Freija heeft op diezelfde dag haar kalf gekregen. Enkele uren nadat ik bevallen was van Oudste Zoon. Begin deze week is Oudste Zoon éénentwintig jaar geworden. Elke keer als hij jarig is wordt dit anekdootje ook weer opgediept. En elke keer lacht Echtgenoot dan een beetje groen.
Gisteren hebben wij, studenten van de Bab-opleiding, ons rapport gekregen. De meesten van ons groepje haalden een mooi resultaat. Ook mijn inspanningen resulteerden in fraaie rapportcijfers. Zo fier als een gieter heb ik een kopie ervan op ons prikbord gehangen. Na er eerst even mee onder de neus gezwaaid te hebben van mijn lieve kindertjes. Aha! Dat ze maar weten dat hun oude moedertje nog zo'n dommerik niet is! En bovendien: woorden wekken, maar voorbeelden strekken naar het schijnt... 't Ware te hopen dat het zo is. Ondertussen buigen Dochter en Oudste Zoon hun hoofd over leerstof van natuurlijk weer een heel ander niveau. Ze zitten nog volop in hun examens.

● ● ● ● ●

# [Uit te voeren taken]
(a) Welke gezinsleden worden in het geciteerde fragment niet bij hun naam genoemd, maar aangeduid met een aanspreekvorm die met een hoofdletter begint? Noem ze allemaal.
(b) Zet het geciteerde fragment over het rapport van de Bab-opleiding en de examens van de kinderen voort, aansluitend op de laatste zin ervan.

● ● ● ● ●

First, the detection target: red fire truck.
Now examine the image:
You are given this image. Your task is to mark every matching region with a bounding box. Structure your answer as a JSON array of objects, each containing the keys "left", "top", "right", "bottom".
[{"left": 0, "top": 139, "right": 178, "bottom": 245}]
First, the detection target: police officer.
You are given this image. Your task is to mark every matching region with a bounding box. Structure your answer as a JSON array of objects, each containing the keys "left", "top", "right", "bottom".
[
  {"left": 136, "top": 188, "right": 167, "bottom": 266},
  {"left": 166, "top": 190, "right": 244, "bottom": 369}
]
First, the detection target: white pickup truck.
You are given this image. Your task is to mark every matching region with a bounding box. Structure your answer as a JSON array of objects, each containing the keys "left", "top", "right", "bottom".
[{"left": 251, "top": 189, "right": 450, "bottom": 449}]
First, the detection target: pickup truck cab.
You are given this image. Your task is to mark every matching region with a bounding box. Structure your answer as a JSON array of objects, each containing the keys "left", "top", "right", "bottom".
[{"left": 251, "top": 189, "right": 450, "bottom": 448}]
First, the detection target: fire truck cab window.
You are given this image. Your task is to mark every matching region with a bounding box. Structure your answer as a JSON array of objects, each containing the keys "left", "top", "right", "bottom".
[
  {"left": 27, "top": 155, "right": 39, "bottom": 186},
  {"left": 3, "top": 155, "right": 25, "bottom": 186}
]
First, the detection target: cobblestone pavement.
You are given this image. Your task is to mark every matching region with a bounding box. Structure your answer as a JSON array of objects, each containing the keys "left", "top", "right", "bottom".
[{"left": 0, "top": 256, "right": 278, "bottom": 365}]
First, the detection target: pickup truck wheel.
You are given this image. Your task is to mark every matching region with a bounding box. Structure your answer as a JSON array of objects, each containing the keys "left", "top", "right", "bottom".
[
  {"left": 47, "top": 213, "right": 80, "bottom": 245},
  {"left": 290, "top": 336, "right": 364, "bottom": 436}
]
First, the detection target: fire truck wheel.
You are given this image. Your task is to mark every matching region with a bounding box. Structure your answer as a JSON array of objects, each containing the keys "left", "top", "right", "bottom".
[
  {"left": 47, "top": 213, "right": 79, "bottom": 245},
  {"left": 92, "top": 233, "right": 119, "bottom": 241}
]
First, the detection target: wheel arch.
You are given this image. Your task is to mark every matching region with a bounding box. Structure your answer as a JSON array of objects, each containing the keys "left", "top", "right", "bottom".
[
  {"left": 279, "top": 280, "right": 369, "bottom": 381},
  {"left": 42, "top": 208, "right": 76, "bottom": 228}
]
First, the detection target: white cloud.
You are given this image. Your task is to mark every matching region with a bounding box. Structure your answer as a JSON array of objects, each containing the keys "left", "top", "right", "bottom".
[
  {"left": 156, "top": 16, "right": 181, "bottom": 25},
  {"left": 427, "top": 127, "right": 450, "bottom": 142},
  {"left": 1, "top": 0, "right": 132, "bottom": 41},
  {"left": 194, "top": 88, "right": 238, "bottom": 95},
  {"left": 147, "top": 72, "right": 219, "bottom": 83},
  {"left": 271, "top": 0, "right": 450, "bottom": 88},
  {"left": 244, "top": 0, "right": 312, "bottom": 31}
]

● ● ● ● ●

# [Verwachte antwoorden]
(a) Oudste Zoon, Echtgenoot, Dochter

(b)
Rapportcijfers. Ik weet ze wel te relativeren. Ook die van mezelf. De warmmenselijke houding, de ware spirit, die nodig is om met mensen in het algemeen, en heel oude mensen in het bijzonder te werken, is niet in rapportcijfers uit te drukken. Maar het blijft een fijn iets om nog te mogen leren. Om het beste uit jezelf te halen. Zowel op het gebied van "iets instuderen", als wat creativiteit en het uitwisselen van gedachtegoed betreft. Daarenboven is de opleiding die ik volg een mooie opleiding. Ik vind me helemaal in de visie van de school op het omgaan met oude mensen. Ook elke docent afzonderlijk draagt die visie uit. We hebben ook een fijne klasgroep, waar iedereen een plek in heeft. Mijn vroegere werk heb ik altijd graag gedaan, maar het is een heerlijk geschenk om nu aangesproken te worden op mijn andere vaardigheden. Om te mogen groeien en ontwikkelen. Eén jaar is nu achter de rug en er zijn er nog twee te gaan. Maar nu al kan ik zeggen dat deze opleiding iets van het beste is dat me ooit is overkomen!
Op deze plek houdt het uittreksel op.